Passage for review:
- Opening Delimiter -

Thousands of miles from Hawaii, the CDHC program at Big Sandy Community & Technical College — as well as patients throughout central Appalachia — will benefit from a grant funding the school’s new East Kentucky Oral Health Training Center, the new home of its CDHC program.

Sherry Zylka, Ed.D., president and CEO of Big Sandy Community & Technical College, said, “The community dental health coordinator program is a significant boon to oral health education in central Appalachia. The genius of the CDHC program lies in its graduates who are already culturally connected with their communities.”

Another big believer in the power of CDHCs is Holly Plemons, SMILE ON 60+ senior program director in Nashville. The SMILE ON 60+ team, as part of a statewide initiative, embarked on a program in 2019 to educate 1,200 older adults on the importance of oral health and how to care for their mouths.

“The education and training part of this goal was exceeded due to stellar work by the CDHCs,” Ms. Plemons said. “Using their skills in community mapping and networking, [the program] resulted in 2,685 reaching the education and training goal, more than doubling the expectation.”

Ms. Plemons said that CDHCs are the “missing link.”

“The pandemic brought laser focus on those we were not reaching with our services at all,” she said. “It forced us to think of new ways to reach people. Older adults, among many other vulnerable population groups, need assistance to overcome the social determinants that kept them from accessing care. The barriers are not only financial, it is also transportation, health literacy, technology and trust among other. Removing barriers and providing resources to successfully navigate older adults to care is a key piece, and a piece not well done by other providers, nor cost-effective.”

Multicultural impact

The rapid spread of the program even attracted notice in Ireland. Dr. Siobhan Murray and her fellow Irish dentist, Dr. Nuala Carney, enrolled in the  Catawba Valley Community College’s Community Dental Health Coordinator course in North Carolina to see how the program could improve the oral health of patients back on the Emerald Isle. They said a similar program didn’t exist in Ireland.

Reaching out to the entire community, a key part of the CDHC graduate’s toolkit, has expanded to ensuring that the curriculum is accessible for Spanish-speaking CDHCs and their audiences. Claudia A. Serna, D.D.S., Ph.D., an assistant professor of public health at the Nova Southeastern University Dr. Kiran C. Patel College Of Osteopathic Medicine in Florida, said that ADA President-elect Cesar Sabates, D.D.S., introduced her to the CDHC program in early 2015 and by July 2015 she started to teach the program in a community college in Miami.

“In order to enhance the program, I decided to teach the program simultaneously in both English and Spanish as 90% of the students in the Florida cohort were Spanish- speaking,” Dr. Serna said. “Based on this experience, the ADA decided that it would be important to translate the entire curriculum and have it available to students.”

Dr. Wakim is so impressed with his experience with CDHCs that his New Jersey health center recently signed a licensing agreement with the ADA to launch a CDHC training center in the Northeast.

“The cost savings to the system by having patients access the right care, at the right time, will be tremendous,” Dr. Wakim said. “The potential for connecting patients seeking dental care to needed medical care and vice versa, as well as those seeking dental care at the emergency room, to dental homes will enhance interventions across the health care spectrum. Dentists can be using their chair time for treating patients while CDHCs help patients navigate the system. This is a model that more practices across New Jersey and the Northeast will be able to pursue by training a staff member to become a CDHC.”

- Closing Delimiter -

Required work:
A) From the CDHC passage, echo the part that opens with the words containing "Sherry Zylka, Ed.D., president" and closes with "for their mouths.".
B) Translate this sentence from the CDHC passage into Spanish: "The rapid spread of the program even attracted notice in Ireland."

Source data:
- Opening Delimiter -

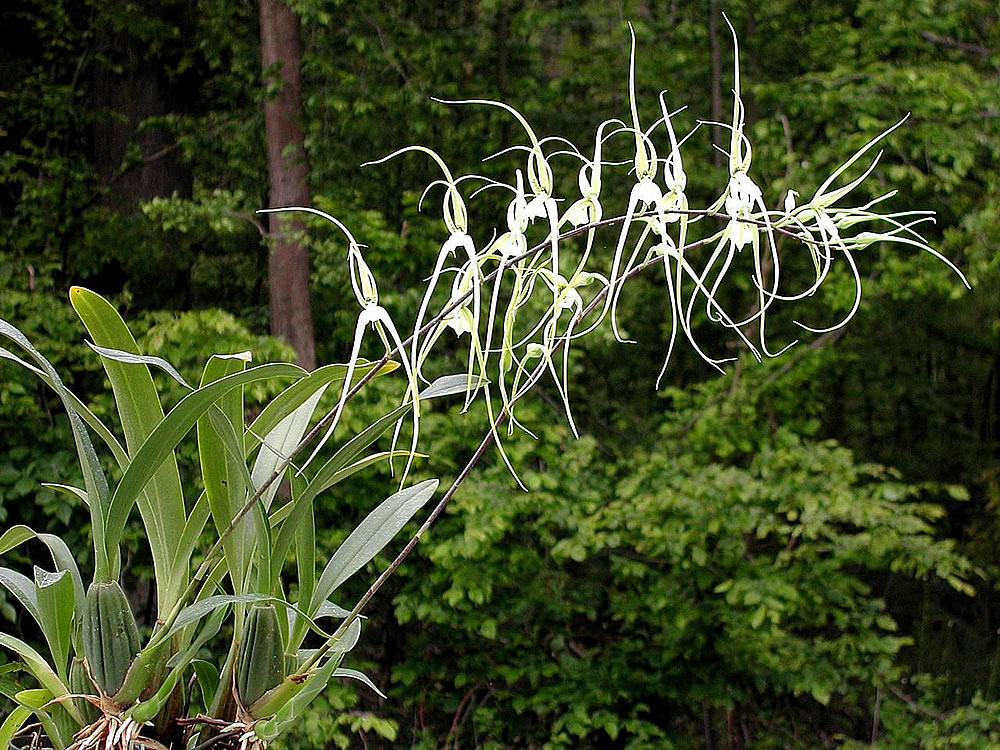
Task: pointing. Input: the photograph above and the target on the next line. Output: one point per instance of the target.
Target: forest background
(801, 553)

- Closing Delimiter -
- Opening Delimiter -

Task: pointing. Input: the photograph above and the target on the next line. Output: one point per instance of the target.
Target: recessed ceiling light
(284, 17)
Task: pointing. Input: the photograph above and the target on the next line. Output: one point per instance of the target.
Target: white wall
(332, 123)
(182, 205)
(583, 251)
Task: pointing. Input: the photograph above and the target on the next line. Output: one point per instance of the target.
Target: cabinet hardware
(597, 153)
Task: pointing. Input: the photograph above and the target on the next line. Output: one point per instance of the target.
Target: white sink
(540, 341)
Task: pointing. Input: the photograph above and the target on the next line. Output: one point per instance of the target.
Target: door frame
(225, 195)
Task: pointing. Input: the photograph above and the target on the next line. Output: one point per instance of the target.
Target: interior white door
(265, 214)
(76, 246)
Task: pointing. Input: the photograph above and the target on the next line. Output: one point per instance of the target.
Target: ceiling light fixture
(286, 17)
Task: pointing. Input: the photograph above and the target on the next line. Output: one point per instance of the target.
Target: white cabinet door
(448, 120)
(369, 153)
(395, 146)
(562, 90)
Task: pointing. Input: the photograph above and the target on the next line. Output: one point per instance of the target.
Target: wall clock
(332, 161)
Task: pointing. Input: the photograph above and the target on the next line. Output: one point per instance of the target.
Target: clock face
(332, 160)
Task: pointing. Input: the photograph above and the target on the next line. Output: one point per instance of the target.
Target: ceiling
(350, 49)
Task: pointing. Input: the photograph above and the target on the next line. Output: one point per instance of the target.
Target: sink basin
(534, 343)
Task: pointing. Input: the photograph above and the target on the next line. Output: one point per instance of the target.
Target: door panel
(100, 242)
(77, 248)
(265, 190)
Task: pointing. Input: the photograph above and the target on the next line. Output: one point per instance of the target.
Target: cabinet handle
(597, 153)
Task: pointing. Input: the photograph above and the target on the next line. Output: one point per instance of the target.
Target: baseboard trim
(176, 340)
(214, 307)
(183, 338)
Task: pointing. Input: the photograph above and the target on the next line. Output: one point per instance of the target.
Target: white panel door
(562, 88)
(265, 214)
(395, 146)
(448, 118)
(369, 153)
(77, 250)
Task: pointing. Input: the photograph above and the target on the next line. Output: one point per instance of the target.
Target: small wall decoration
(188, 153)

- Closing Delimiter -
- Opening Delimiter -

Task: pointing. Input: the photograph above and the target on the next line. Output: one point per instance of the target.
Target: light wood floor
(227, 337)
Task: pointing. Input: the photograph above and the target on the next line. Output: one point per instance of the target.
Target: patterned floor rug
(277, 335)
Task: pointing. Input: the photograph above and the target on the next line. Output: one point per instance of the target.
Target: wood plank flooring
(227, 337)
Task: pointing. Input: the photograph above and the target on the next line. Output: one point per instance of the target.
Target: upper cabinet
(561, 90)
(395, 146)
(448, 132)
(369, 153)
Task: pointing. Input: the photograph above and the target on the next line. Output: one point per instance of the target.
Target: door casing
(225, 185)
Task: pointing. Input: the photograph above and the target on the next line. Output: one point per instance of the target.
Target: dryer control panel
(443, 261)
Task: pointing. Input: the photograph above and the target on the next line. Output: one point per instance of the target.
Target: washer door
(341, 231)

- Closing Delimiter -

Task-by-task results:
A)
Sherry Zylka, Ed.D., president and CEO of Big Sandy Community & Technical College, said, “The community dental health coordinator program is a significant boon to oral health education in central Appalachia. The genius of the CDHC program lies in its graduates who are already culturally connected with their communities.”

Another big believer in the power of CDHCs is Holly Plemons, SMILE ON 60+ senior program director in Nashville. The SMILE ON 60+ team, as part of a statewide initiative, embarked on a program in 2019 to educate 1,200 older adults on the importance of oral health and how to care for their mouths.

B) La rápida expansión del programa incluso llamó la atención en Irlanda.